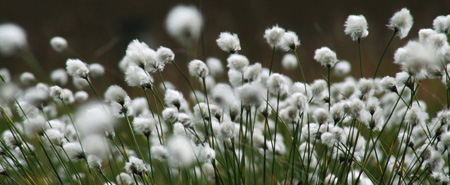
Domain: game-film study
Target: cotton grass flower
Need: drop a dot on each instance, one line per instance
(342, 68)
(356, 26)
(27, 78)
(180, 151)
(289, 41)
(81, 96)
(274, 35)
(59, 44)
(184, 23)
(164, 55)
(96, 70)
(289, 62)
(229, 42)
(442, 24)
(401, 22)
(198, 69)
(237, 62)
(12, 39)
(325, 56)
(77, 69)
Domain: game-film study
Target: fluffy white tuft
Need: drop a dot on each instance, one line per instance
(356, 26)
(289, 62)
(289, 41)
(273, 35)
(326, 57)
(197, 68)
(59, 44)
(401, 22)
(77, 69)
(229, 42)
(184, 23)
(12, 39)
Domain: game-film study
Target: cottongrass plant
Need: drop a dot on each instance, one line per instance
(256, 126)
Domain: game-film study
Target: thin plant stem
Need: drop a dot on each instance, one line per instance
(301, 70)
(360, 59)
(384, 52)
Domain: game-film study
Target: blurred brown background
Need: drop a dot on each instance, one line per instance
(100, 32)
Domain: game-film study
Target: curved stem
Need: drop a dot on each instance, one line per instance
(359, 52)
(384, 52)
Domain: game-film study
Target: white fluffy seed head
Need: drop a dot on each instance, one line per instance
(356, 26)
(273, 35)
(181, 151)
(289, 62)
(321, 116)
(237, 62)
(96, 70)
(325, 56)
(229, 42)
(289, 41)
(401, 22)
(184, 23)
(59, 44)
(342, 68)
(76, 68)
(12, 39)
(81, 96)
(94, 161)
(139, 54)
(138, 77)
(441, 24)
(197, 68)
(27, 78)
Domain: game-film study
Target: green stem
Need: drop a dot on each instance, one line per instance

TASK DETAILS:
Repeat the listing verbatim, pictures excluded.

PROBLEM SOLUTION:
Domain: game-film study
Target: cotton grass flower
Need: drop a dot on each instance, one line per instance
(342, 68)
(356, 26)
(27, 78)
(180, 151)
(289, 41)
(81, 96)
(274, 35)
(59, 44)
(184, 23)
(164, 55)
(96, 70)
(289, 62)
(229, 42)
(442, 24)
(401, 22)
(198, 69)
(237, 62)
(12, 39)
(325, 56)
(77, 69)
Domain: game-film study
Target: fluffy white tuft
Need: drop a dot on each instance, one line per instance
(356, 26)
(289, 62)
(289, 41)
(273, 35)
(326, 57)
(197, 68)
(59, 44)
(401, 22)
(77, 69)
(229, 42)
(184, 23)
(12, 39)
Domain: game-film study
Target: cottongrass plant
Need: drop a dot on each instance, one line per instance
(256, 126)
Domain: game-film study
Target: thin plant stem
Need: drop a dot on each instance, one line per instance
(301, 70)
(360, 59)
(384, 52)
Domain: game-film study
Target: blurred brown background
Need: drop a dot on each instance, one line per instance
(100, 32)
Domain: game-film study
Target: curved stem
Need: drop a dot on each instance, one line per instance
(359, 52)
(384, 52)
Domain: game-film study
Target: white fluffy seed head
Need: drop a dot on each instance, one line per instance
(356, 26)
(273, 35)
(181, 151)
(289, 62)
(321, 116)
(237, 62)
(96, 70)
(325, 56)
(229, 42)
(289, 41)
(401, 22)
(184, 23)
(59, 44)
(342, 68)
(76, 68)
(12, 39)
(81, 96)
(94, 161)
(139, 54)
(138, 77)
(441, 24)
(197, 68)
(27, 78)
Domain: game-film study
Target: green stem
Need: drop a dot on each instance, one line per instance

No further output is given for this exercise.